-- Reading text start --

Bus-Size Asteroid Buzzes Earth, Comes Closer Than the Moon

A small asteroid about the size of a city bus zipped by Earth at a range closer than the moon early Saturday (May 3), but posed no threat to our planet.

The newly discovered asteroid 2014 HL129 came within 186,000 miles (299,338 kilometers) of Earth when it made its closest approach on Saturday morning, which is close enough to pass between the planet and the orbit of the moon. The average distance between the Earth and moon is about 238,855 miles (384,400 km).

What makes this interesting is the following:

Saturday's close shave by asteroid 2014 HL129 came just days after its discovery on Wednesday, April 28, by astronomers with the Mt. Lemmon Survey team, according to an alert by the Minor Planet Center, an arm of the International Astronomical Union that chronicles asteroid discoveries. The Mt. Lemmon Survey team scans the night sky with a telescope at the Steward Observatory atop Mt. Lemmon in Arizona's Catalina Mountains.

Emphasis mine -- there is little we could do to minimize damage from the impact of something like this so early warning would just induce panic. Still, if we had several years warning, some measure of evacuation could be planned.

A couple of gun stories in the news

First - from Miami, Florida station WPLG:

Miami police hold gun buy-back in Little Haiti
The Miami Police Department and the Miami mayor hosted a gun buy-back program Saturday.

Aaaaaand:

Miami police said three shotguns, two rifles and a handgun were turned in Saturday.

Second - from The Firearms Blog:

Ammo Prices: 5/02/2014
So, I’m not sure why but The Sportsman Guide has 500rds of .380 ACP for less than half of the other vendors with availability. It *is* Wolf, but still…

Also, there are a lot more vendors selling .22LR this week. Prices are still a bit “gougy”, but there are some at $0.13/rd (or less; which I realize is still hideous).

-- Reading text end --
-- Recorded data start --

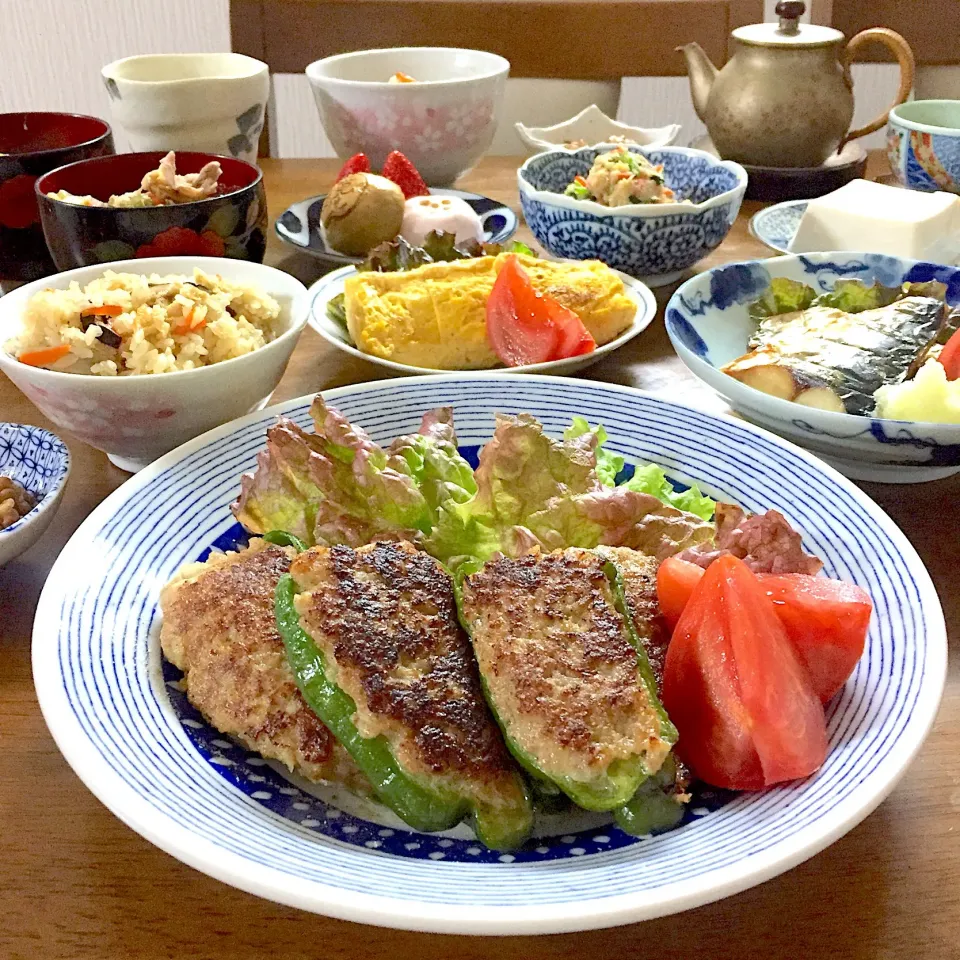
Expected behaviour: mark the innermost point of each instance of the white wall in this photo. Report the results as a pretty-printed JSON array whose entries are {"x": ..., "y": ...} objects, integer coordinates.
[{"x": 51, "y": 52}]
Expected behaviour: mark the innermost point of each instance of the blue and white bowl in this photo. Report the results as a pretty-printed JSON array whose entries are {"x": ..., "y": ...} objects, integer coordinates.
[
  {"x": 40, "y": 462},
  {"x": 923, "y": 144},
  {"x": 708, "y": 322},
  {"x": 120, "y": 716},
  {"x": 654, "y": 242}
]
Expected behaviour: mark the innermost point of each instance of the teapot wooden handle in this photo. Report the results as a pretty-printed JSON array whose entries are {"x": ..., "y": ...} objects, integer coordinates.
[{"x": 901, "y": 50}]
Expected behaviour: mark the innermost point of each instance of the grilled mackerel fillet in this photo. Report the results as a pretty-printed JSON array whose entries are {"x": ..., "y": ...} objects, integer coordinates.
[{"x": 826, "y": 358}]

-- Recorded data end --
-- Recorded data start --

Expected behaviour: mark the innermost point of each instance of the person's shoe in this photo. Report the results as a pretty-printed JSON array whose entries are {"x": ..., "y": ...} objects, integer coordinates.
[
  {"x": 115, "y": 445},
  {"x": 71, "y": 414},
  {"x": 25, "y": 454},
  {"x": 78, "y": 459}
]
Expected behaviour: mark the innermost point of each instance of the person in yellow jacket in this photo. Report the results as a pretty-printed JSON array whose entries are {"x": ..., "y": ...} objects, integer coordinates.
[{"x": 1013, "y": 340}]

-- Recorded data end --

• _Exercise requirements_
1. According to the blog post, how close did asteroid 2014 HL129 come to Earth at its closest approach?
2. Rewrite the passage of the blog post that begins at the words "Second - from" and ends after "is still hideous).", substituting "sellers" for "vendors".
3. According to the blog post, which kinds of firearms did Miami police say were turned in on Saturday, and how many of each?
The material stands apart from the blog post and is not connected to it.

• _Solved tasks_
1. It came within 186,000 miles (299,338 kilometers) of Earth.

2.
Second - from The Firearms Blog:

Ammo Prices: 5/02/2014
So, I’m not sure why but The Sportsman Guide has 500rds of .380 ACP for less than half of the other sellers with availability. It *is* Wolf, but still…

Also, there are a lot more sellers selling .22LR this week. Prices are still a bit “gougy”, but there are some at $0.13/rd (or less; which I realize is still hideous).

3. Three shotguns, two rifles and one handgun.